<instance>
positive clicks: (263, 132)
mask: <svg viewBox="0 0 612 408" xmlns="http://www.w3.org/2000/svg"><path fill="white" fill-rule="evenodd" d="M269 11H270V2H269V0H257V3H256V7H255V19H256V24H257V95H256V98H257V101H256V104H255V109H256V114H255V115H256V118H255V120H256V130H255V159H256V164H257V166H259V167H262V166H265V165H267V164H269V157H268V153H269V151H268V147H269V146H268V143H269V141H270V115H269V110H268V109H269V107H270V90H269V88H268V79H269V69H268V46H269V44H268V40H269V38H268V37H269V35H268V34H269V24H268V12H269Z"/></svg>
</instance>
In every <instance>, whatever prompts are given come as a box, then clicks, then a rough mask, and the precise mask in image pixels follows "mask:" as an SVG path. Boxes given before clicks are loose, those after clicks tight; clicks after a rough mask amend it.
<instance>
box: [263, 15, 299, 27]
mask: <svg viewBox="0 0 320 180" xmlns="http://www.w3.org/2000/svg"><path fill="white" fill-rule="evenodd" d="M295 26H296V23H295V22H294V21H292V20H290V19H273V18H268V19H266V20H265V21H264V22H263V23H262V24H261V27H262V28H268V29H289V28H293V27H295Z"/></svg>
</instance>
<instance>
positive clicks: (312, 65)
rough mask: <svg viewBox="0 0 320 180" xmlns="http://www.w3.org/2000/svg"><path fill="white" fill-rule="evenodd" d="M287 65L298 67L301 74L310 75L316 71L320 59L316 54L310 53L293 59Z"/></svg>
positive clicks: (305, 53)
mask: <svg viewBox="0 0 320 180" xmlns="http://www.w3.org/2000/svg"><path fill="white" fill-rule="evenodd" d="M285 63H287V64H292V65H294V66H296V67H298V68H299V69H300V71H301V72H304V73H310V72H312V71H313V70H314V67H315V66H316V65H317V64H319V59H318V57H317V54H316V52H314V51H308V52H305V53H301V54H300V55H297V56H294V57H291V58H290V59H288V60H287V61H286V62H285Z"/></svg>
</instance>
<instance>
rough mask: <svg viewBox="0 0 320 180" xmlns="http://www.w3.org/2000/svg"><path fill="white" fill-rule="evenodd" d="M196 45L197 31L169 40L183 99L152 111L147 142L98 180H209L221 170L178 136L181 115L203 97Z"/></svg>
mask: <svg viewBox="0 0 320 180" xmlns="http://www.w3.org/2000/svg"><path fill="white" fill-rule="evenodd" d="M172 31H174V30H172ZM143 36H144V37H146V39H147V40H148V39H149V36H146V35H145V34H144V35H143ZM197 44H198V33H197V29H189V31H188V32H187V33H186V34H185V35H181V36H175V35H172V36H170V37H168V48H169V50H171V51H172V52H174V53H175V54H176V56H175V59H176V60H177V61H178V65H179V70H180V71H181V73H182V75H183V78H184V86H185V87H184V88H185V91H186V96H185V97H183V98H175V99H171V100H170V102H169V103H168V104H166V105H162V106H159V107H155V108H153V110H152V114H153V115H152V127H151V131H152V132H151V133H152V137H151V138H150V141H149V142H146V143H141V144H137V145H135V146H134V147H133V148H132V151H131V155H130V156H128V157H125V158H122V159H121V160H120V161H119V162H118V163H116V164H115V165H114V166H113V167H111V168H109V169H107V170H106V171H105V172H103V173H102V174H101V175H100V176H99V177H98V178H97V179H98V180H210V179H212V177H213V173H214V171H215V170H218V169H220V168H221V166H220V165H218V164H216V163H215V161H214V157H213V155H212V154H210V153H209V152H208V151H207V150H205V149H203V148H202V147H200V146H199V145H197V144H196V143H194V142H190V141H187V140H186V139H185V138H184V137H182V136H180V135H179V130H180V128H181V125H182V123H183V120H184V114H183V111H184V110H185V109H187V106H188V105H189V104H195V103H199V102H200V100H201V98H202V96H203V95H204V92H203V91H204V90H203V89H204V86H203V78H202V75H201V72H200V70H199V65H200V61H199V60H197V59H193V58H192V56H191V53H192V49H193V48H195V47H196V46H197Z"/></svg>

---+---

▶ Written task: From the first entry above to the last, repeat everything exactly.

▶ Task result:
<instance>
positive clicks: (263, 132)
mask: <svg viewBox="0 0 612 408" xmlns="http://www.w3.org/2000/svg"><path fill="white" fill-rule="evenodd" d="M269 11H270V2H269V0H257V3H256V7H255V19H256V24H257V95H256V98H257V101H256V104H255V109H256V114H255V115H256V118H255V120H256V130H255V159H256V164H257V166H259V167H262V166H265V165H267V164H269V157H268V153H269V151H268V147H269V146H268V143H269V141H270V115H269V110H268V109H269V107H270V90H269V88H268V79H269V69H268V46H269V44H268V40H269V38H268V37H269V35H268V34H269V24H268V12H269Z"/></svg>
</instance>
In every <instance>, whatever prompts are given come as a box, then clicks, then a rough mask, and the precise mask in image pixels follows "mask:" as an SVG path. Boxes given before clicks are loose, those after clicks tight; clicks after a rough mask amend it.
<instance>
box: [263, 15, 299, 27]
mask: <svg viewBox="0 0 320 180" xmlns="http://www.w3.org/2000/svg"><path fill="white" fill-rule="evenodd" d="M295 26H296V23H295V22H294V21H292V20H290V19H273V18H268V19H266V20H265V21H264V22H263V23H262V24H261V27H262V28H268V29H289V28H293V27H295Z"/></svg>
</instance>
<instance>
positive clicks: (312, 65)
rough mask: <svg viewBox="0 0 320 180" xmlns="http://www.w3.org/2000/svg"><path fill="white" fill-rule="evenodd" d="M287 65L298 67L301 74L310 75L316 71L320 59L316 54L310 53L293 59Z"/></svg>
positive clicks: (305, 53)
mask: <svg viewBox="0 0 320 180" xmlns="http://www.w3.org/2000/svg"><path fill="white" fill-rule="evenodd" d="M285 63H287V64H292V65H294V66H296V67H298V68H299V69H300V71H301V72H304V73H310V72H312V71H313V70H314V67H315V66H316V65H317V64H319V59H318V57H317V54H316V52H314V51H308V52H305V53H301V54H300V55H297V56H294V57H291V58H290V59H288V60H287V61H286V62H285Z"/></svg>
</instance>
<instance>
rough mask: <svg viewBox="0 0 320 180" xmlns="http://www.w3.org/2000/svg"><path fill="white" fill-rule="evenodd" d="M196 45L197 31L169 40L183 99L152 111L147 142L98 180H209L221 170L178 136L181 115L203 97Z"/></svg>
mask: <svg viewBox="0 0 320 180" xmlns="http://www.w3.org/2000/svg"><path fill="white" fill-rule="evenodd" d="M172 31H174V30H172ZM143 36H144V37H146V39H147V40H148V39H149V36H146V35H145V34H144V35H143ZM197 44H198V33H197V29H189V31H188V32H187V33H186V34H185V35H181V36H175V35H172V36H170V37H168V48H169V50H171V51H172V52H174V53H175V54H176V56H175V59H176V60H177V61H178V65H179V70H180V71H181V73H182V75H183V78H184V86H185V87H184V88H185V91H186V96H185V97H183V98H175V99H171V100H170V102H169V103H168V104H166V105H162V106H159V107H155V108H153V110H152V114H153V115H152V127H151V131H152V132H151V133H152V137H151V138H150V141H149V142H146V143H141V144H137V145H135V146H134V147H133V148H132V151H131V155H130V156H128V157H125V158H122V159H121V160H120V161H119V162H118V163H116V164H115V165H114V166H113V167H111V168H109V169H107V170H106V171H105V172H103V173H102V174H101V175H100V176H99V177H98V178H97V179H98V180H210V179H212V177H213V173H214V171H215V170H218V169H220V168H221V166H220V165H218V164H216V163H215V161H214V157H213V155H212V154H210V153H209V152H208V151H207V150H205V149H203V148H202V147H200V146H199V145H197V144H196V143H194V142H190V141H187V140H186V139H185V138H184V137H182V136H180V135H179V130H180V128H181V125H182V123H183V120H184V114H183V111H184V110H185V109H187V106H188V105H189V104H195V103H199V102H200V100H201V98H202V96H203V95H204V92H203V91H204V90H203V89H204V86H203V78H202V75H201V72H200V70H199V65H200V61H199V60H197V59H193V58H192V56H191V53H192V49H193V48H195V47H196V46H197Z"/></svg>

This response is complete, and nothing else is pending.